---------- Dataset excerpts

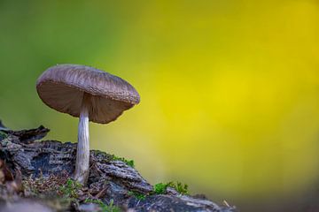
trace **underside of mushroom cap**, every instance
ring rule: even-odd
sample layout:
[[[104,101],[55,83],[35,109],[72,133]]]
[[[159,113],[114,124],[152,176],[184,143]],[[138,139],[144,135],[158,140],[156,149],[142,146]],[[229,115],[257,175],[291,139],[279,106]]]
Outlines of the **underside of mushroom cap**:
[[[136,90],[124,80],[89,66],[58,64],[38,79],[36,90],[49,107],[79,117],[87,97],[89,121],[105,124],[137,104]]]

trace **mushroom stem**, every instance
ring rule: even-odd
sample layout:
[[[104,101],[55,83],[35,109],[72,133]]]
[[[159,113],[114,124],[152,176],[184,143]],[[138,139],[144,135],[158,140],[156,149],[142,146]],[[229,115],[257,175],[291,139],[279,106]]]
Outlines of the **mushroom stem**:
[[[84,186],[89,178],[89,110],[86,102],[84,94],[80,112],[74,173],[74,178]]]

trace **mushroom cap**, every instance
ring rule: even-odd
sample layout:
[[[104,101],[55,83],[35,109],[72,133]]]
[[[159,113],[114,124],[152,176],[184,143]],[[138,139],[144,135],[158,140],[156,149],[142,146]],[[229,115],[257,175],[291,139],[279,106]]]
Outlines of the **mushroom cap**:
[[[37,80],[36,90],[49,107],[74,117],[80,117],[85,96],[89,121],[99,124],[114,121],[140,101],[136,90],[124,80],[80,64],[50,67]]]

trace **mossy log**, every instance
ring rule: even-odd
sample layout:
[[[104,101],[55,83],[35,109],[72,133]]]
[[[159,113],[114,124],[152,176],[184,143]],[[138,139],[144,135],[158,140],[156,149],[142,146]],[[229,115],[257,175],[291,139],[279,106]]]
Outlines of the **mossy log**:
[[[0,125],[0,211],[118,211],[107,208],[110,203],[120,211],[236,211],[171,187],[154,193],[153,186],[125,161],[97,150],[90,151],[87,187],[74,187],[66,195],[60,188],[74,170],[76,144],[38,141],[48,132],[43,126],[12,131]]]

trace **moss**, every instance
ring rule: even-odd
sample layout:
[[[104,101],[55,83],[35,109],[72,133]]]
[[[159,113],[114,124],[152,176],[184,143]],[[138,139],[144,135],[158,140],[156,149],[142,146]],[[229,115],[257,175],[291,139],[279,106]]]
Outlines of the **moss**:
[[[168,182],[168,183],[159,183],[154,185],[153,193],[156,194],[164,194],[167,192],[167,187],[175,188],[181,194],[188,194],[188,185],[182,184],[181,182]]]
[[[103,211],[103,212],[120,212],[120,211],[121,211],[119,207],[114,205],[113,200],[111,200],[109,204],[105,204],[100,200],[93,200],[93,199],[86,199],[84,202],[94,203],[94,204],[98,205],[98,207],[101,208],[101,211]]]
[[[119,156],[116,156],[114,155],[112,155],[112,160],[113,161],[121,161],[123,163],[125,163],[127,165],[134,168],[134,161],[133,160],[127,160],[125,159],[124,157],[119,157]]]
[[[0,140],[8,138],[8,136],[9,135],[8,135],[8,133],[6,132],[0,131]]]
[[[143,194],[143,193],[137,193],[137,192],[129,191],[128,193],[128,194],[130,195],[130,196],[134,196],[135,198],[136,198],[137,200],[140,200],[140,201],[144,201],[146,198],[145,194]]]
[[[82,187],[82,186],[79,182],[68,178],[64,186],[59,186],[58,193],[66,198],[76,199]]]

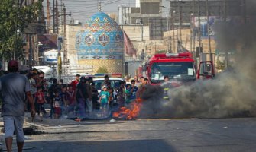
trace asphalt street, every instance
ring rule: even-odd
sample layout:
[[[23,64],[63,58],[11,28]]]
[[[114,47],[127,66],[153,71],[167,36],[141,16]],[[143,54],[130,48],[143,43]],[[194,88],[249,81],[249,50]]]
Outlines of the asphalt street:
[[[27,136],[24,151],[255,151],[256,119],[33,122],[41,135]],[[32,124],[32,123],[31,123]],[[33,124],[32,124],[33,125]]]

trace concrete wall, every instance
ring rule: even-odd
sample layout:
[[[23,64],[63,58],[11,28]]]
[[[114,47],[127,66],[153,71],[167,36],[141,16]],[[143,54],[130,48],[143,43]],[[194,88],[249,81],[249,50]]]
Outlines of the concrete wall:
[[[174,31],[174,45],[173,45],[173,31]],[[181,37],[183,46],[188,50],[196,51],[195,49],[199,46],[198,37],[191,37],[190,29],[182,29]],[[180,30],[170,30],[164,33],[164,43],[166,46],[165,49],[168,49],[168,46],[171,46],[171,50],[177,52],[177,36],[180,38]],[[192,39],[192,40],[191,40]],[[208,37],[202,37],[201,43],[204,53],[209,53],[209,40]],[[212,53],[215,53],[216,49],[216,43],[213,37],[211,37],[211,49]],[[194,47],[195,46],[195,47]]]

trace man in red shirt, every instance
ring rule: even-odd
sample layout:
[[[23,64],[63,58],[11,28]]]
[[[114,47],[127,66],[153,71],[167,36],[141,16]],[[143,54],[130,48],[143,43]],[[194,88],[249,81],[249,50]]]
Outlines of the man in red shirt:
[[[75,90],[76,90],[77,84],[79,82],[79,79],[80,79],[80,75],[76,74],[76,79],[74,81],[73,81],[70,84],[70,85],[72,85],[73,89]]]

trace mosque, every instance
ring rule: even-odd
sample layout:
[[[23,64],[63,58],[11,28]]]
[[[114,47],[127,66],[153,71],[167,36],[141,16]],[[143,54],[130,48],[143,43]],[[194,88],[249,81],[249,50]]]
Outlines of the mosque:
[[[78,65],[92,66],[92,73],[104,66],[109,73],[123,73],[123,31],[105,13],[91,16],[75,40]]]

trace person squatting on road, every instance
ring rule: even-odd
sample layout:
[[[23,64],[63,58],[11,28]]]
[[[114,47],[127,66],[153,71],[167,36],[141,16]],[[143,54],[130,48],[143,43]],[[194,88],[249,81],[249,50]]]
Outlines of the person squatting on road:
[[[125,106],[125,81],[120,81],[120,87],[117,90],[117,103],[119,107],[123,107]]]
[[[79,116],[84,118],[86,116],[85,104],[86,100],[89,97],[88,92],[86,90],[86,81],[85,77],[81,77],[80,82],[76,86],[76,99],[79,105]]]
[[[44,116],[45,116],[47,112],[44,108],[44,104],[47,103],[47,102],[45,100],[44,93],[41,87],[37,87],[37,91],[34,95],[34,103],[36,111],[38,116],[40,116],[40,112],[42,111]]]
[[[18,73],[18,62],[10,61],[8,69],[10,73],[0,78],[0,91],[3,100],[2,116],[4,119],[5,144],[7,151],[11,152],[15,132],[18,151],[21,152],[24,141],[23,122],[25,112],[25,95],[31,106],[32,119],[35,116],[34,103],[27,77]]]
[[[99,93],[100,109],[104,115],[106,115],[109,106],[110,94],[107,90],[107,86],[102,86],[102,90]]]

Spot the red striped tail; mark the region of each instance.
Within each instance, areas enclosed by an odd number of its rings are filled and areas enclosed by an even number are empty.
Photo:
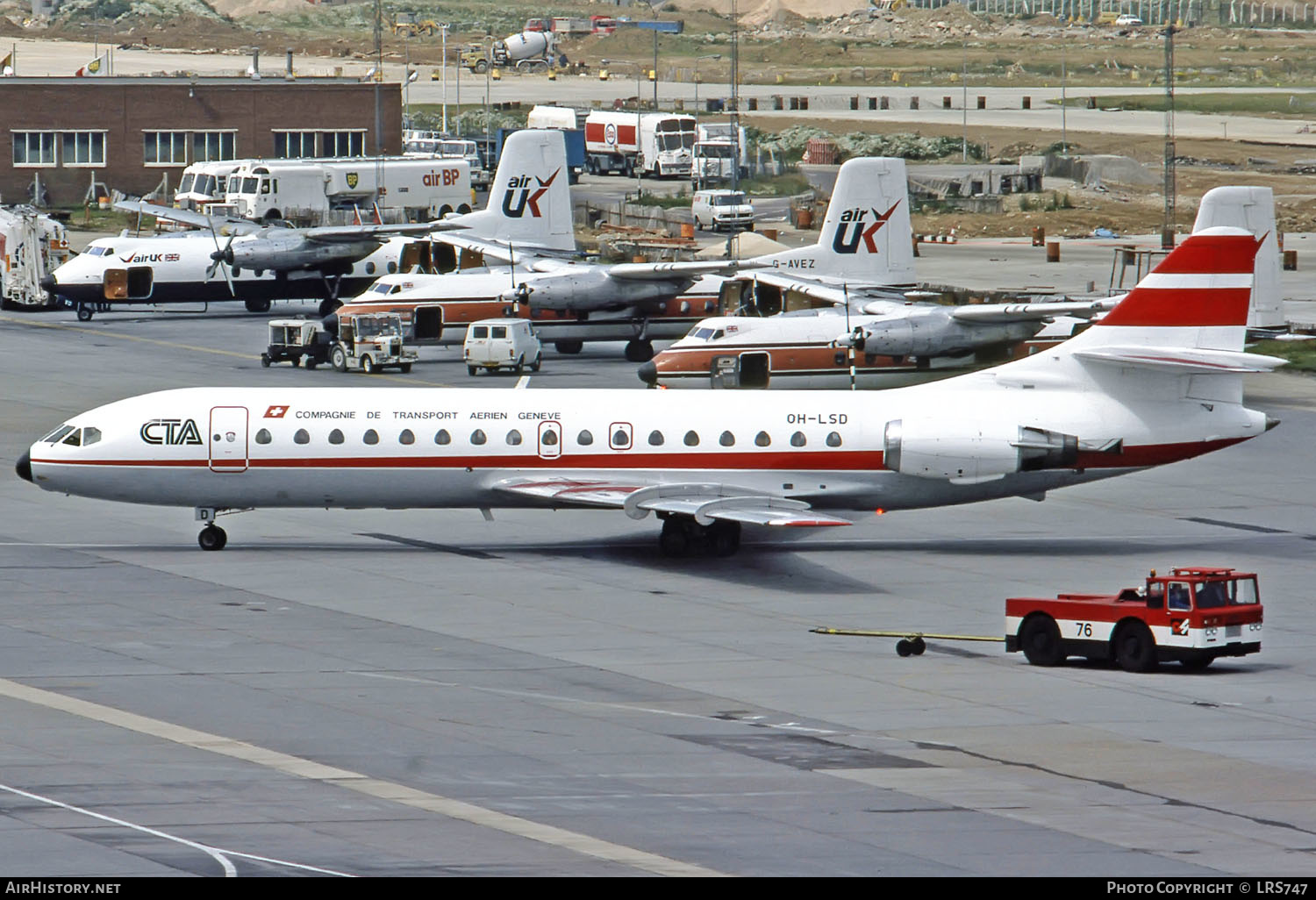
[[[1100,325],[1246,326],[1259,247],[1261,241],[1237,228],[1191,234]]]

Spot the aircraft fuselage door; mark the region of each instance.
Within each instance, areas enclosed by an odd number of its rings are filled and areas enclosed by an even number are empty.
[[[205,436],[211,447],[212,472],[245,472],[247,468],[246,407],[211,409],[211,430]]]
[[[540,458],[557,459],[562,455],[562,422],[540,422]]]

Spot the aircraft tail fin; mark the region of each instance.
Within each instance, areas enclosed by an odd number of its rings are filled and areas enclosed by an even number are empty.
[[[465,237],[551,250],[575,250],[566,138],[522,129],[503,143],[488,207],[461,221]]]
[[[836,282],[915,283],[904,161],[867,157],[842,163],[817,243],[755,262]]]
[[[1279,232],[1275,229],[1275,195],[1267,187],[1229,186],[1207,191],[1198,208],[1194,232],[1228,225],[1261,238],[1248,328],[1283,328],[1284,301],[1279,287]]]

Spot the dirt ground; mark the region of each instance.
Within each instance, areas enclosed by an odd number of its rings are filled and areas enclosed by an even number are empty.
[[[170,0],[157,0],[166,4]],[[362,5],[308,5],[303,0],[218,0],[224,18],[191,14],[130,14],[114,22],[59,20],[25,22],[26,0],[0,0],[0,34],[89,39],[122,46],[216,47],[261,46],[282,54],[292,47],[299,55],[368,58],[372,32]],[[707,82],[725,79],[730,59],[729,0],[682,0],[678,11],[658,17],[680,17],[686,30],[662,38],[662,66],[666,76],[682,76],[696,57],[721,53],[721,61],[705,59],[700,75]],[[862,4],[824,0],[741,0],[740,61],[742,82],[790,84],[854,83],[933,86],[950,84],[967,70],[970,86],[1055,84],[1062,66],[1071,84],[1155,84],[1163,78],[1163,37],[1157,29],[1090,28],[1057,21],[1049,16],[1032,18],[979,17],[963,7],[941,9],[900,9],[870,17]],[[442,4],[426,0],[408,4],[421,18],[451,21],[449,53],[462,42],[478,39],[484,30],[495,33],[520,28],[526,17],[546,13],[591,14],[597,5],[555,4],[545,11],[537,0],[503,0],[492,7],[487,0],[455,0]],[[496,13],[491,12],[496,9]],[[845,14],[819,16],[822,11]],[[807,18],[797,14],[799,12]],[[497,18],[491,18],[492,16]],[[645,13],[649,16],[650,13]],[[232,16],[232,18],[228,18]],[[350,22],[347,25],[346,22]],[[646,63],[651,59],[651,36],[637,29],[608,37],[570,41],[563,47],[572,59],[597,61],[604,57]],[[441,61],[440,41],[403,38],[388,28],[383,34],[387,58],[400,61],[404,53],[417,63]],[[1177,38],[1175,80],[1180,86],[1311,86],[1316,84],[1316,30],[1290,30],[1199,26]],[[751,117],[746,117],[753,121]],[[774,120],[774,130],[790,121]],[[809,124],[834,133],[855,130],[854,122]],[[767,122],[762,122],[767,125]],[[861,126],[862,128],[862,126]],[[874,126],[875,128],[875,126]],[[909,130],[907,126],[899,126]],[[921,134],[958,137],[955,128],[919,126]],[[976,129],[971,139],[983,142],[991,158],[1017,159],[1059,141],[1058,132]],[[1129,155],[1159,171],[1163,146],[1158,137],[1082,134],[1071,141],[1074,153],[1115,153]],[[1295,163],[1316,158],[1311,147],[1248,145],[1241,141],[1179,141],[1177,178],[1178,208],[1175,229],[1187,232],[1202,193],[1219,184],[1263,184],[1274,188],[1279,228],[1286,232],[1316,232],[1316,180],[1295,174]],[[1263,158],[1263,159],[1262,159]],[[1313,166],[1316,168],[1316,166]],[[1051,200],[1051,187],[1041,204]],[[1104,191],[1057,184],[1058,209],[1020,209],[1025,203],[1040,205],[1037,195],[1007,199],[1004,214],[961,212],[916,212],[920,232],[959,234],[1028,234],[1044,225],[1049,234],[1090,234],[1095,228],[1117,233],[1157,232],[1163,224],[1161,186],[1124,187],[1105,184]]]

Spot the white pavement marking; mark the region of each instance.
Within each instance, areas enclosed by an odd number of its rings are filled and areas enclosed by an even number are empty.
[[[80,716],[83,718],[104,722],[107,725],[114,725],[116,728],[124,728],[130,732],[137,732],[138,734],[149,734],[164,741],[172,741],[174,743],[195,747],[197,750],[208,750],[211,753],[232,757],[233,759],[257,763],[258,766],[265,766],[266,768],[272,768],[286,775],[325,782],[326,784],[355,791],[380,800],[391,800],[415,809],[424,809],[426,812],[438,813],[440,816],[447,816],[449,818],[471,822],[472,825],[492,828],[507,834],[515,834],[530,841],[538,841],[540,843],[572,850],[586,857],[630,866],[646,872],[654,872],[655,875],[694,875],[707,878],[724,874],[712,868],[704,868],[703,866],[684,863],[679,859],[670,859],[667,857],[645,853],[644,850],[636,850],[634,847],[612,843],[611,841],[601,841],[587,834],[578,834],[553,825],[544,825],[541,822],[533,822],[528,818],[520,818],[519,816],[509,816],[494,809],[486,809],[462,800],[454,800],[437,793],[418,791],[416,788],[409,788],[405,784],[396,784],[392,782],[368,778],[361,772],[354,772],[346,768],[324,766],[311,759],[291,757],[276,750],[259,747],[254,743],[246,743],[243,741],[234,741],[218,734],[199,732],[183,725],[174,725],[158,718],[138,716],[136,713],[114,709],[113,707],[104,707],[87,700],[78,700],[62,693],[54,693],[53,691],[43,691],[18,682],[11,682],[9,679],[0,679],[0,696],[13,697],[14,700],[22,700],[24,703],[32,703],[49,709],[58,709],[59,712],[64,712],[71,716]],[[126,822],[124,824],[126,825]],[[161,836],[167,837],[163,833],[161,833]],[[192,846],[203,850],[205,849],[201,845]]]
[[[272,859],[270,857],[257,857],[254,854],[240,853],[237,850],[224,850],[222,847],[212,847],[212,846],[205,845],[205,843],[197,843],[196,841],[188,841],[187,838],[180,838],[176,834],[170,834],[167,832],[161,832],[161,830],[154,829],[154,828],[147,828],[146,825],[138,825],[136,822],[129,822],[129,821],[122,820],[122,818],[114,818],[113,816],[105,816],[104,813],[92,812],[91,809],[84,809],[83,807],[75,807],[75,805],[72,805],[70,803],[63,803],[61,800],[55,800],[54,797],[43,797],[39,793],[32,793],[30,791],[24,791],[21,788],[9,787],[8,784],[0,784],[0,791],[8,791],[9,793],[16,793],[20,797],[28,797],[29,800],[36,800],[38,803],[45,803],[45,804],[49,804],[51,807],[59,807],[61,809],[67,809],[70,812],[75,812],[75,813],[79,813],[82,816],[91,816],[92,818],[99,818],[101,821],[111,822],[113,825],[122,825],[124,828],[130,828],[134,832],[142,832],[143,834],[153,834],[155,837],[164,838],[166,841],[174,841],[175,843],[182,843],[183,846],[192,847],[195,850],[200,850],[201,853],[205,853],[207,855],[213,857],[216,861],[218,861],[220,866],[224,867],[224,878],[237,878],[237,874],[238,874],[237,867],[234,867],[233,863],[228,861],[228,857],[241,857],[243,859],[255,859],[258,862],[272,863],[275,866],[290,866],[292,868],[301,868],[301,870],[305,870],[308,872],[320,872],[321,875],[340,875],[342,878],[354,878],[353,875],[349,875],[347,872],[337,872],[337,871],[334,871],[332,868],[320,868],[318,866],[307,866],[307,864],[303,864],[303,863],[288,862],[287,859]]]

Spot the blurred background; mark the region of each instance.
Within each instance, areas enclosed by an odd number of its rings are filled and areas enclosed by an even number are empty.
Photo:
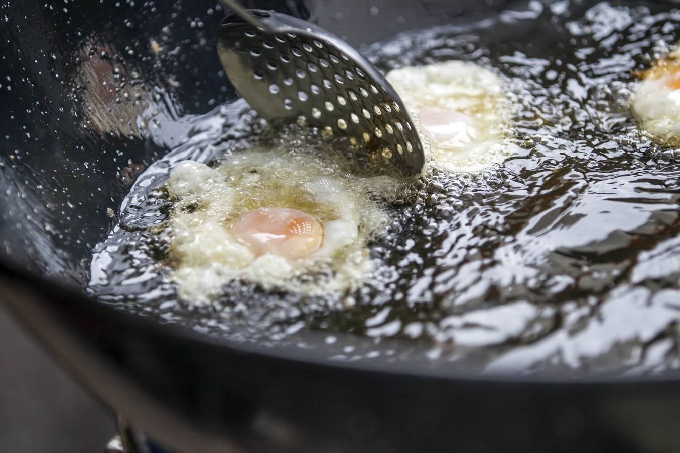
[[[0,306],[0,451],[99,453],[115,433],[113,414]]]

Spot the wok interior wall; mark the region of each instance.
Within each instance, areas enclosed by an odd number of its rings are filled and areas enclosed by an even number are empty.
[[[309,18],[360,47],[508,2],[243,3]],[[215,52],[224,12],[208,0],[20,0],[0,13],[0,260],[80,287],[135,177],[177,145],[173,128],[236,96]]]

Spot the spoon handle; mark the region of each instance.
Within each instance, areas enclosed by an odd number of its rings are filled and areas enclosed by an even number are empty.
[[[265,31],[272,31],[270,27],[263,24],[261,21],[258,20],[254,16],[248,12],[248,10],[244,8],[237,2],[235,1],[235,0],[220,0],[220,1],[224,6],[234,12],[234,14],[253,26],[260,29],[260,30],[265,30]]]

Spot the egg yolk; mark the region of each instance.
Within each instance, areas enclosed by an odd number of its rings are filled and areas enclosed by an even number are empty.
[[[271,253],[299,259],[316,251],[324,228],[313,216],[288,208],[260,208],[237,219],[233,234],[257,255]]]
[[[472,119],[460,112],[426,107],[420,111],[418,117],[430,137],[440,146],[463,146],[476,135]]]

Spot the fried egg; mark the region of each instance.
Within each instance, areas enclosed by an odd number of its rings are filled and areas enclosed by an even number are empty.
[[[503,83],[474,63],[449,61],[394,69],[386,77],[409,109],[425,147],[438,167],[474,172],[509,153]]]
[[[680,144],[680,50],[657,60],[641,77],[630,98],[640,126],[673,146]]]
[[[388,219],[369,194],[394,185],[280,150],[248,149],[216,168],[181,162],[167,182],[171,278],[197,305],[233,280],[309,295],[354,287]]]

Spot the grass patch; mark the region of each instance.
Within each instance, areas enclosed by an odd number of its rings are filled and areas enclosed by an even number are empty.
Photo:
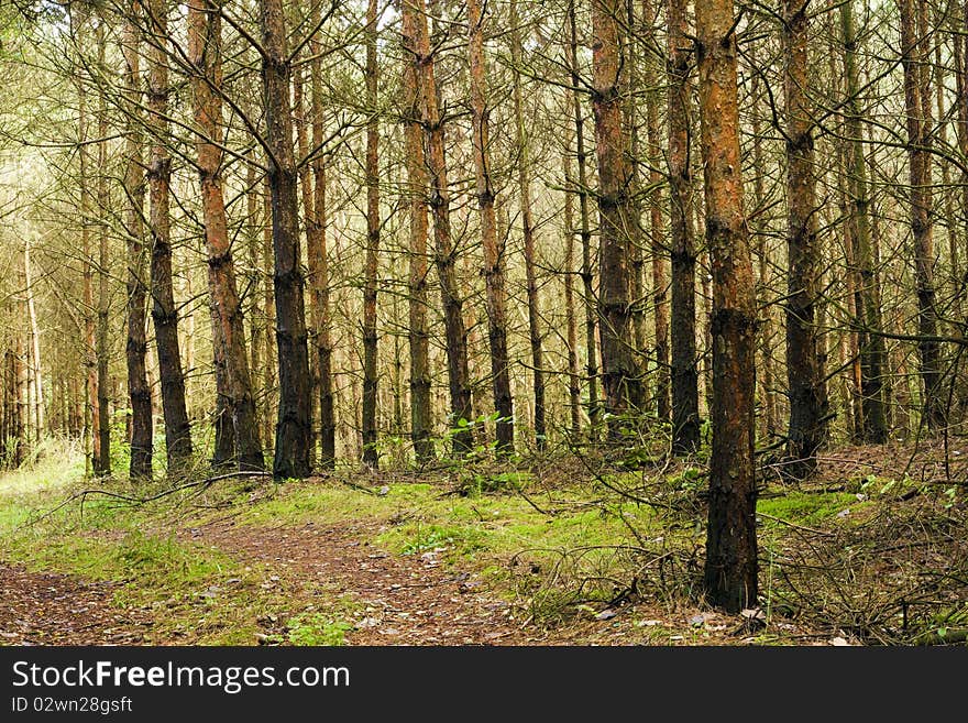
[[[802,525],[818,525],[846,510],[854,510],[865,503],[848,492],[827,492],[809,494],[788,492],[778,497],[761,497],[757,501],[757,512]]]

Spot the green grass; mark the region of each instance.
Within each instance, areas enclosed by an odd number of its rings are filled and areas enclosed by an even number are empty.
[[[757,512],[761,512],[787,522],[818,525],[835,515],[850,510],[853,514],[858,507],[866,505],[857,495],[849,492],[804,493],[788,492],[779,497],[761,497],[757,502]]]

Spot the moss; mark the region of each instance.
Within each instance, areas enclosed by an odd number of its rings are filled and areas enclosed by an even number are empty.
[[[802,493],[789,492],[778,497],[760,497],[757,512],[787,522],[812,525],[823,523],[838,513],[851,511],[865,503],[847,492]]]

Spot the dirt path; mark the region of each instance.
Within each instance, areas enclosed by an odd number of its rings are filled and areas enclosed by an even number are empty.
[[[550,640],[515,620],[476,574],[447,568],[433,551],[388,555],[366,523],[253,528],[231,523],[190,530],[237,559],[268,563],[283,581],[319,583],[359,604],[351,645],[527,645]],[[356,605],[354,605],[356,607]],[[322,609],[320,605],[319,609]]]
[[[265,563],[300,604],[324,588],[315,610],[333,598],[353,601],[350,645],[528,645],[552,643],[522,625],[507,602],[476,574],[447,568],[439,554],[394,556],[369,541],[374,525],[256,528],[231,523],[182,530],[186,541],[212,546],[242,563]],[[153,645],[145,610],[112,602],[114,584],[74,576],[28,572],[0,563],[0,645]],[[295,611],[294,611],[295,612]],[[278,621],[282,625],[284,622]],[[260,622],[267,635],[274,622]],[[255,640],[253,640],[255,643]]]
[[[0,645],[140,645],[152,622],[111,602],[113,584],[0,563]]]

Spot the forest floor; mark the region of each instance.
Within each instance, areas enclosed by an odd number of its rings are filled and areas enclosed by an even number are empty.
[[[302,482],[0,478],[0,644],[854,645],[968,636],[968,447],[763,472],[761,606],[697,598],[705,464],[562,456]]]

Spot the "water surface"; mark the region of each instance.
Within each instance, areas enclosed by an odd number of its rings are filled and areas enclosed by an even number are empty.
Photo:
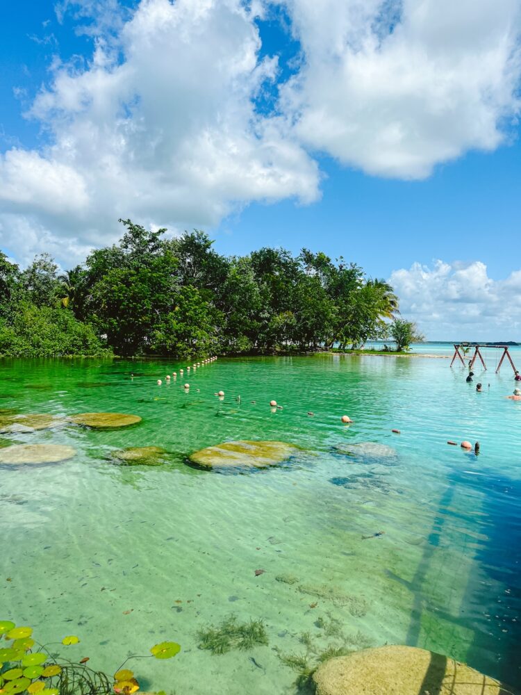
[[[418,646],[521,685],[521,402],[504,398],[510,367],[499,375],[492,364],[477,370],[468,384],[463,368],[449,363],[220,359],[169,385],[166,373],[185,365],[0,362],[0,409],[143,418],[114,432],[0,435],[4,445],[78,452],[54,466],[0,467],[0,616],[32,625],[42,640],[78,635],[68,648],[74,657],[110,672],[129,654],[174,639],[183,648],[175,659],[135,665],[143,689],[178,695],[294,693],[296,674],[279,653],[304,653],[303,639],[317,651],[340,642]],[[273,411],[271,399],[283,409]],[[354,423],[342,425],[343,414]],[[239,439],[303,450],[287,466],[247,475],[184,463]],[[448,439],[479,441],[481,454]],[[338,450],[363,442],[395,455]],[[144,445],[167,449],[169,464],[110,459],[115,449]],[[199,649],[197,630],[231,612],[262,619],[269,646],[223,655]],[[343,638],[326,635],[321,618],[340,621]]]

--------------------

> **Your task**
Put every line of the entries above, from the line containing "Spot the dirt path;" down through the last one, into a JSON list of strings, one string per line. Skip blank lines and leave the pictures out.

> **Reply to the task**
[
  "Spot the dirt path; mark the region of each instance.",
  "Within each instance, areas enclosed by an odd number of its rings are filled and areas enclosed by an even number are empty.",
  "[[[550,640],[515,620],[476,574],[447,568],[433,551],[388,555],[366,523],[253,528],[231,523],[190,530],[237,559],[268,563],[283,581],[319,583],[359,604],[351,645],[527,645]],[[356,605],[354,605],[356,607]],[[322,609],[320,605],[319,609]]]",
  "[[[265,563],[300,604],[324,588],[315,610],[333,598],[353,601],[350,645],[528,645],[552,643],[522,625],[507,602],[476,574],[447,568],[439,554],[394,556],[369,541],[374,525],[256,528],[231,523],[182,530],[186,541],[212,546],[242,563]],[[153,645],[145,610],[112,602],[114,584],[74,576],[28,572],[0,563],[0,645]],[[295,611],[294,611],[295,612]],[[278,621],[282,625],[284,622]],[[260,622],[267,635],[274,622]],[[255,640],[253,640],[255,643]]]",
  "[[[0,645],[140,645],[152,622],[111,602],[113,584],[0,563]]]",
  "Spot the forest floor; mark the region of each instance.",
  "Within each instance, areas enclosed by an odd number of its rings are filled and areas enclosed by an even number are empty.",
  "[[[302,482],[0,478],[0,644],[854,645],[968,636],[968,447],[763,472],[761,606],[697,598],[705,464],[562,456]]]",
  "Spot the \"water surface\"; mark the region of each instance.",
  "Within each instance, areas enclosed by an odd number of its rings are filled and areas enclosed by an even number are empty.",
  "Photo:",
  "[[[418,646],[521,685],[521,402],[504,398],[510,367],[499,375],[492,364],[477,370],[468,384],[463,368],[449,363],[220,359],[169,385],[166,373],[185,365],[0,362],[0,409],[143,418],[114,432],[0,435],[4,445],[78,452],[54,466],[0,467],[0,616],[32,625],[42,640],[78,635],[68,648],[74,657],[110,672],[129,654],[174,639],[183,648],[175,659],[135,665],[143,689],[178,695],[294,693],[296,674],[279,653],[304,653],[303,639],[317,651],[340,642]],[[273,411],[271,399],[283,409]],[[354,423],[342,425],[343,414]],[[239,439],[303,450],[287,466],[247,475],[184,463]],[[448,439],[479,441],[481,454]],[[338,450],[363,442],[395,455]],[[144,445],[167,449],[169,464],[110,459],[115,449]],[[199,649],[197,630],[231,612],[262,619],[269,646],[223,655]],[[343,638],[326,635],[321,618],[340,621]]]"
]